*** Block opens ***

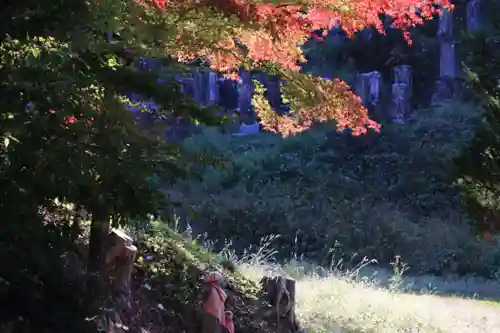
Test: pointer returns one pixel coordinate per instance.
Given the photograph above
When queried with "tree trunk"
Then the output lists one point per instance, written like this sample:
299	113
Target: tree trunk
99	230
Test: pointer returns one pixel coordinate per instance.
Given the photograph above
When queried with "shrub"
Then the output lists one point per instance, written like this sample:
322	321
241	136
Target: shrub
378	195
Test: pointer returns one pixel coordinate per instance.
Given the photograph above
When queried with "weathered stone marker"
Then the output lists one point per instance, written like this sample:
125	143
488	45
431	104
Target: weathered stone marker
279	292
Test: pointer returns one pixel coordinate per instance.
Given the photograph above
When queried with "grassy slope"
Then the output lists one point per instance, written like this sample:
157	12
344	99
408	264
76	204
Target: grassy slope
335	304
166	293
170	266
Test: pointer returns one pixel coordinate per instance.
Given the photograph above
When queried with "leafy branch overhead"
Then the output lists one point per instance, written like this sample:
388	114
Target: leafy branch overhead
230	34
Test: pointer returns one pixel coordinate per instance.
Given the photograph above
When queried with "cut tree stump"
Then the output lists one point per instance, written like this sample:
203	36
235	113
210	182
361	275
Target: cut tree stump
279	292
120	257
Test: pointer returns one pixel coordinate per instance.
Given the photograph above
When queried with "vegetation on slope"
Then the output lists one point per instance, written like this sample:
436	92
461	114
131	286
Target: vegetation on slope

*** Block closes ***

Look over the material above and report each line holding "with".

When queried with "tree trunk"
When queried with "shrub"
When queried with "weathered stone marker"
When queried with "grassy slope"
When queried with "leafy branch overhead"
When queried with "cut tree stump"
When queried with "vegetation on slope"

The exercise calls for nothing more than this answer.